Start of Text excerpt

The “shared” spectrum the agency has recently been touting would have to be shared with the Department of Defense and other federal agencies, which have so far stonewalled a 2010 Executive Order from President Obama to vacate its unused or underutilized allocations.  (The federal government is, by far, the largest holder of usable spectrum today, with as much as 60% of the total.)



And after over a year of on-going design, there is still no timetable for the incentive auctions.  Last week, FCC Commissioner Jessica Rosenworcel, speaking to the National Association of Broadcasters, urged her colleagues at least to pencil in some dates.  But even in the best-case scenario, it will be years before significant new spectrum comes online for mobile devices.  The statute gives the agency until 2022.



In the interim, the mobile revolution has been kept alive by creative use of secondary markets, where mobile providers have bought and sold existing licenses to optimize current allocations, and by mergers and acquisitions, which allow network operators to combine spectrum and towers to improve coverage and efficiency.  Many transactions have been approved, but others have not.  Efforts to reallocate or reassign underutilized satellite spectrum are languishing in regulatory limbo.  Local zoning bodies continue to slow or refuse permission for the installation of new equipment.  Delays are endemic.

End of Text excerpt
Start of Excerpted records

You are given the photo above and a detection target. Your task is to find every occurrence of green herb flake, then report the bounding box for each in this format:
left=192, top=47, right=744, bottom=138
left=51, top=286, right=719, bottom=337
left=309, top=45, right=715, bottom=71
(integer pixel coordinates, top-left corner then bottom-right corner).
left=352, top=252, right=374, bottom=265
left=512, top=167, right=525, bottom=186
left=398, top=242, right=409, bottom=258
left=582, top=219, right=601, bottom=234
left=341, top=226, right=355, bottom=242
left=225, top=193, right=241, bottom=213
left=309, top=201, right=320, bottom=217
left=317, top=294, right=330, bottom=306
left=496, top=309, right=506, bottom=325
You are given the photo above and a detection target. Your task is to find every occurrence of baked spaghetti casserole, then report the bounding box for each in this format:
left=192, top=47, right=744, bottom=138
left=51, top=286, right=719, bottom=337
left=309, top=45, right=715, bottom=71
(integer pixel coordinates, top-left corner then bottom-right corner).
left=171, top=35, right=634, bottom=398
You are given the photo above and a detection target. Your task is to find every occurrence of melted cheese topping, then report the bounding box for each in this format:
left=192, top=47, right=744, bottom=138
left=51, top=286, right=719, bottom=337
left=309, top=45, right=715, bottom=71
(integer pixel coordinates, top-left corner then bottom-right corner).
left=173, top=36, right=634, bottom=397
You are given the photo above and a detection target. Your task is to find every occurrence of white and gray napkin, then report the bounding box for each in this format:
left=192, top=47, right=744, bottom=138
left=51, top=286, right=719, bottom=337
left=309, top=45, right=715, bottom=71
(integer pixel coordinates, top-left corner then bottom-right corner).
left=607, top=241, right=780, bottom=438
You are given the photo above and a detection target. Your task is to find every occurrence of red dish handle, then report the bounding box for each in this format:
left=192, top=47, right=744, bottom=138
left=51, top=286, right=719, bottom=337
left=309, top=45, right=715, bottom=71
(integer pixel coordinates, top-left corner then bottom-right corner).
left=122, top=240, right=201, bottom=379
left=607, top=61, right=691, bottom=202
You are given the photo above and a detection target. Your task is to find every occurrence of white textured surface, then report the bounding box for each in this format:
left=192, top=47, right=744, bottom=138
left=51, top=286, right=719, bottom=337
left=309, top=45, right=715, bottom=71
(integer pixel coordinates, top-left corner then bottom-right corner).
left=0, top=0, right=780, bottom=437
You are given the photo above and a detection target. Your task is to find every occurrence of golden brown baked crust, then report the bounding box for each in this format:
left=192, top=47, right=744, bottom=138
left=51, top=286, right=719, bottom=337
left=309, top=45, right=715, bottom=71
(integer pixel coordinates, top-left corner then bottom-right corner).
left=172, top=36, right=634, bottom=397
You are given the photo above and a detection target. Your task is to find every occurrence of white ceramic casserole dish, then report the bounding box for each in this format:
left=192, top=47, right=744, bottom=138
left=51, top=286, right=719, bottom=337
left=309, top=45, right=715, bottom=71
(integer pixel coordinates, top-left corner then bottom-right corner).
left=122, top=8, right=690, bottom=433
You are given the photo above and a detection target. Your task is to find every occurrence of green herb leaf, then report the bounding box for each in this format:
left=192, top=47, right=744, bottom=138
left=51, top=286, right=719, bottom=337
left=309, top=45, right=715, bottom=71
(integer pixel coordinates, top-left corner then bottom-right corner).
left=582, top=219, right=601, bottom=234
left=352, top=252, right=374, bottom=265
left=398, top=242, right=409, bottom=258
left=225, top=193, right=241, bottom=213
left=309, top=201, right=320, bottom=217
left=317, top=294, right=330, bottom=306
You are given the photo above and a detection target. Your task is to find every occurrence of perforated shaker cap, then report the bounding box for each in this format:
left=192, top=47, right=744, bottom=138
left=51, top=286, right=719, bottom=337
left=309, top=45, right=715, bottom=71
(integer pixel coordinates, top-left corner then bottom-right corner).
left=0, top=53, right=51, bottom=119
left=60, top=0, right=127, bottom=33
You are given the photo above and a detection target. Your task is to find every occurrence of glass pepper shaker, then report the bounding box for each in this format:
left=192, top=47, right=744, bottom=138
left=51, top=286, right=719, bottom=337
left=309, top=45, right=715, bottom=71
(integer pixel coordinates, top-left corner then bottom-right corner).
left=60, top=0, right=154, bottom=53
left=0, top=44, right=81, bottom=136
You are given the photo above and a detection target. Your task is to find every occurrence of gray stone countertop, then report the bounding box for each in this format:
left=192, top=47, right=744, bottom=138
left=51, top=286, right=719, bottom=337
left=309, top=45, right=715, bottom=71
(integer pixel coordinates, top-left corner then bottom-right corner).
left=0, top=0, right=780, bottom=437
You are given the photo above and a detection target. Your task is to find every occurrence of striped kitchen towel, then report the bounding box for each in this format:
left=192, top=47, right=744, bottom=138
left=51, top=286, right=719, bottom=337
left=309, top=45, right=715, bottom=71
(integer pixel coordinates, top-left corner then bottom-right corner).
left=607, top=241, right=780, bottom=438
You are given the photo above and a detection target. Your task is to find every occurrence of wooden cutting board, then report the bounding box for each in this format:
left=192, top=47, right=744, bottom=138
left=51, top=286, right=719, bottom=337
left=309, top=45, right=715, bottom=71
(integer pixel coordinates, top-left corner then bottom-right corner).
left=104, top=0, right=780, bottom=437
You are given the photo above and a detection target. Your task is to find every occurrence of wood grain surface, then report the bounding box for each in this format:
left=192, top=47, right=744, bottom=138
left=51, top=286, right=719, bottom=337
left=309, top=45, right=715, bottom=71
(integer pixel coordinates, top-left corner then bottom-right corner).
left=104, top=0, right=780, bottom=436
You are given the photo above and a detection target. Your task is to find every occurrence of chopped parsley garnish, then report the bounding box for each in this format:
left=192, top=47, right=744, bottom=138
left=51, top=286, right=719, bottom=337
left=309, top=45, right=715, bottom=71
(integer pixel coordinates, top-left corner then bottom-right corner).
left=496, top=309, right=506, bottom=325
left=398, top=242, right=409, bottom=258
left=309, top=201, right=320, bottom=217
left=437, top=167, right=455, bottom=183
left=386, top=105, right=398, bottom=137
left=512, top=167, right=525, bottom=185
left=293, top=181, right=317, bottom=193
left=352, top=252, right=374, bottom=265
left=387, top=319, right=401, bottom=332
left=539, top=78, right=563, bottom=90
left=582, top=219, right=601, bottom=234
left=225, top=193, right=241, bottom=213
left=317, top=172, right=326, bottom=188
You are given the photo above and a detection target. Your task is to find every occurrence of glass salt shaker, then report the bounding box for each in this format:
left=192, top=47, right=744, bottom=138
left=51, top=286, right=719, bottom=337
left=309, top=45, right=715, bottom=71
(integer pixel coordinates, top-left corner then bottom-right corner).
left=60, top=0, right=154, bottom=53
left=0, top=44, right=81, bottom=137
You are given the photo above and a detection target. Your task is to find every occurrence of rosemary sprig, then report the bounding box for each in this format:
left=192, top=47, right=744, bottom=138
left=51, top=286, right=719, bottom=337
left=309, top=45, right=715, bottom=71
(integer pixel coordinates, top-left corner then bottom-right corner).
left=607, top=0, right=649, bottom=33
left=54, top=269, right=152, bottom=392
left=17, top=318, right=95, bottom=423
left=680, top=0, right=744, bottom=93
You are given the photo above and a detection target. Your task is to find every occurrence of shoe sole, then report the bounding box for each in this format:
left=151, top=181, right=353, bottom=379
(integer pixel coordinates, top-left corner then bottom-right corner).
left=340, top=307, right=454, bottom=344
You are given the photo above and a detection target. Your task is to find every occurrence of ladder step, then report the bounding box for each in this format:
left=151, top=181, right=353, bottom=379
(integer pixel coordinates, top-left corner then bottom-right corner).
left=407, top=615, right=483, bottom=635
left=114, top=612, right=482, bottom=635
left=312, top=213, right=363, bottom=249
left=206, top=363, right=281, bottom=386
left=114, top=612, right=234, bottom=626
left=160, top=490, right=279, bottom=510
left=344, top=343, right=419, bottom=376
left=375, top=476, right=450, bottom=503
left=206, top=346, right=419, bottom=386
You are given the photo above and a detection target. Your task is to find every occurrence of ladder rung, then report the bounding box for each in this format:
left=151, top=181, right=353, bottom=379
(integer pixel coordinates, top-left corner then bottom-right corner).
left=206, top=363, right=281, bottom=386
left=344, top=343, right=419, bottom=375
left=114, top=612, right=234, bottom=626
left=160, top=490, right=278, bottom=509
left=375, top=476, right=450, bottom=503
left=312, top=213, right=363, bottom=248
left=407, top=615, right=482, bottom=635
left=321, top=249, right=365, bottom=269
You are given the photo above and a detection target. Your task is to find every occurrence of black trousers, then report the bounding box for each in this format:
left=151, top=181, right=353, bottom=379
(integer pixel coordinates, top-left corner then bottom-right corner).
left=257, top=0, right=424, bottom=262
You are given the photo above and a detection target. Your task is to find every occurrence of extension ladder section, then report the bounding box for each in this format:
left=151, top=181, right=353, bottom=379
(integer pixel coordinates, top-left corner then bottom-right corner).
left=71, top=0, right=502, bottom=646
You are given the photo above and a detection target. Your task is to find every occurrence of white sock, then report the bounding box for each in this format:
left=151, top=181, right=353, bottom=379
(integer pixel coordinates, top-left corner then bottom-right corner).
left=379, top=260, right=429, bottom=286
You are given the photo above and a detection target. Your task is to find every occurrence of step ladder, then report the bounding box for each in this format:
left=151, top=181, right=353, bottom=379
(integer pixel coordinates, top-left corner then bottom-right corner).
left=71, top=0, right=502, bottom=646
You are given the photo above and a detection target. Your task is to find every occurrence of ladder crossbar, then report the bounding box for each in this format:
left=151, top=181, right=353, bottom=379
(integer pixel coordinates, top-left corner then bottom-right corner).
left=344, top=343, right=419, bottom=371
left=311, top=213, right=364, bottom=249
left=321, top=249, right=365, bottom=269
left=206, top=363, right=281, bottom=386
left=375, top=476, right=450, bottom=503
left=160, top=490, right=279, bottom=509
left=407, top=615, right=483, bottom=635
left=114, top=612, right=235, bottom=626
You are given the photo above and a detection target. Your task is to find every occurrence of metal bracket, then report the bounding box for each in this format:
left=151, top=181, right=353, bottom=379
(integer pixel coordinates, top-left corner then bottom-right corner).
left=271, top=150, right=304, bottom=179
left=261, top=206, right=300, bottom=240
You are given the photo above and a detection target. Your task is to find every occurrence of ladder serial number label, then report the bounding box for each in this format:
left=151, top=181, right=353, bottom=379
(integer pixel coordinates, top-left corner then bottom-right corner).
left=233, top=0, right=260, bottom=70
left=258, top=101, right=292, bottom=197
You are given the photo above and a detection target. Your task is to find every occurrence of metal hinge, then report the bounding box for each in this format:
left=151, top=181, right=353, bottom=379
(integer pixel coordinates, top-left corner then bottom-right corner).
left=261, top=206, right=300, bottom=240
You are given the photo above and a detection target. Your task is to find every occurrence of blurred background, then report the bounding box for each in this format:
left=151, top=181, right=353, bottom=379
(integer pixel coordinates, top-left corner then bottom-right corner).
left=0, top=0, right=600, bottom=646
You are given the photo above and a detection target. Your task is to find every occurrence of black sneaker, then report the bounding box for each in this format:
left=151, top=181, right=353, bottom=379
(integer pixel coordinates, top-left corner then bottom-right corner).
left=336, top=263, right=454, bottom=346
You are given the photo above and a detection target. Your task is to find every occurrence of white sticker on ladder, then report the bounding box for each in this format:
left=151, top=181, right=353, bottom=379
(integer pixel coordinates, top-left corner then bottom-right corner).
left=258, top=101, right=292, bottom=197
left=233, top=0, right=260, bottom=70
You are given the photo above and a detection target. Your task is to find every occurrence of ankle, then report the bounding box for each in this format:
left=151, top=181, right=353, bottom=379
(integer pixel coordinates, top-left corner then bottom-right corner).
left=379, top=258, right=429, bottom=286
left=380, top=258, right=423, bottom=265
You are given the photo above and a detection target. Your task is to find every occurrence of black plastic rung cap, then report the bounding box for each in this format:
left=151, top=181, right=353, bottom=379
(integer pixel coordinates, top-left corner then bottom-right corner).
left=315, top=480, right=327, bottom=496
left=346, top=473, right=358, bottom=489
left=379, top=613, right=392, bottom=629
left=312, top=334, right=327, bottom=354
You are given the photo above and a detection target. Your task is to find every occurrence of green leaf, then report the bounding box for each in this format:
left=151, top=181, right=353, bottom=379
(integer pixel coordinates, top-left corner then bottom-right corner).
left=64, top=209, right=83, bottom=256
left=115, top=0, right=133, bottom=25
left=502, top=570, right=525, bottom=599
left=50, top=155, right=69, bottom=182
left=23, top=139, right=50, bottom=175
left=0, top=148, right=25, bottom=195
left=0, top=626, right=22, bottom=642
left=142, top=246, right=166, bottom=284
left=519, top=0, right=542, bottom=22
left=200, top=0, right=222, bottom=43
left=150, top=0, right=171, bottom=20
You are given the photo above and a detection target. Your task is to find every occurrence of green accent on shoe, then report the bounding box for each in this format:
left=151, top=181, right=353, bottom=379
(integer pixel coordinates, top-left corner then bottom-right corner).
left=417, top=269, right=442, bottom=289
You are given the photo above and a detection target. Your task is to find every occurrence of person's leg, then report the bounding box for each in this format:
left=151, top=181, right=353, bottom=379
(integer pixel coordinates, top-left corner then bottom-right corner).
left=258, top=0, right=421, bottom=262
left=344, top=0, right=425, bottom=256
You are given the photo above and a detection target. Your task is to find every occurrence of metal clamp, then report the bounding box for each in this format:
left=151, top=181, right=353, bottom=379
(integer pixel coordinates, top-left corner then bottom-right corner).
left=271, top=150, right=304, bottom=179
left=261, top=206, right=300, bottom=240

End of Excerpted records

__Aim A__:
Shift the rows from the line with "ladder rung, then" to the line with "left=379, top=260, right=429, bottom=286", and write out each of those lines again, requests included. Add 139 to every pixel coordinate in the answer boxes, but leave unchanged the coordinates in the requests and their format samples.
__Aim B__:
Extend the passage on federal spectrum policy beyond its final sentence.

__Task result A__:
You are given the photo above and a detection target. Your task is to find every occurrence of ladder rung, then report the bounding box for each in this format:
left=151, top=181, right=353, bottom=379
(integer pixel coordinates, top-left corner then bottom-right corner).
left=345, top=502, right=420, bottom=525
left=483, top=482, right=558, bottom=514
left=253, top=751, right=373, bottom=765
left=299, top=629, right=417, bottom=648
left=514, top=615, right=589, bottom=642
left=451, top=352, right=502, bottom=387
left=546, top=754, right=621, bottom=774
left=460, top=388, right=504, bottom=408
You are given the photo above and a detection target. Your task is to find every occurrence of black trousers, then report the bounding box for each in this format:
left=151, top=181, right=353, bottom=379
(integer pixel coordinates, top-left corner then bottom-right corner).
left=396, top=139, right=563, bottom=401
You are given the photo above and a detection target. Your task is to find every occurrence of extension ladder section, then report the bounding box for each in this format:
left=151, top=181, right=353, bottom=379
(integer pixel coordinates, top-left corner then bottom-right corner).
left=210, top=139, right=641, bottom=785
You are given the photo above and a detection target. Your task is to find every occurrence of white sock, then report the bounding box for each in this format:
left=151, top=181, right=353, bottom=379
(integer pixel coordinates, top-left corner then bottom-right corner).
left=518, top=399, right=568, bottom=425

__Task result B__:
So even as the FCC pursues its visionary long-term plan for spectrum reform, the agency must redouble efforts to encourage optimal use of existing resources.  The agency and the Department of Justice must accelerate review of secondary market transactions, and place the immediate needs of mobile users ahead of hypothetical competitive harms that have yet to emerge.



In conducting the incentive auctions, unrelated conditions and pet projects need to be kept out of the mix, and qualified bidders must not be artificially limited to advance vague policy objectives that have previously spoiled some auctions and unnecessarily depressed prices on others.



Let’s hope today’s oversight hearing will hold Chairman Genachowski to his promise to “[keep] discussions focused on solving problems, and on facts and data….so that innovation, private investment and jobs follow.”  We badly need all three.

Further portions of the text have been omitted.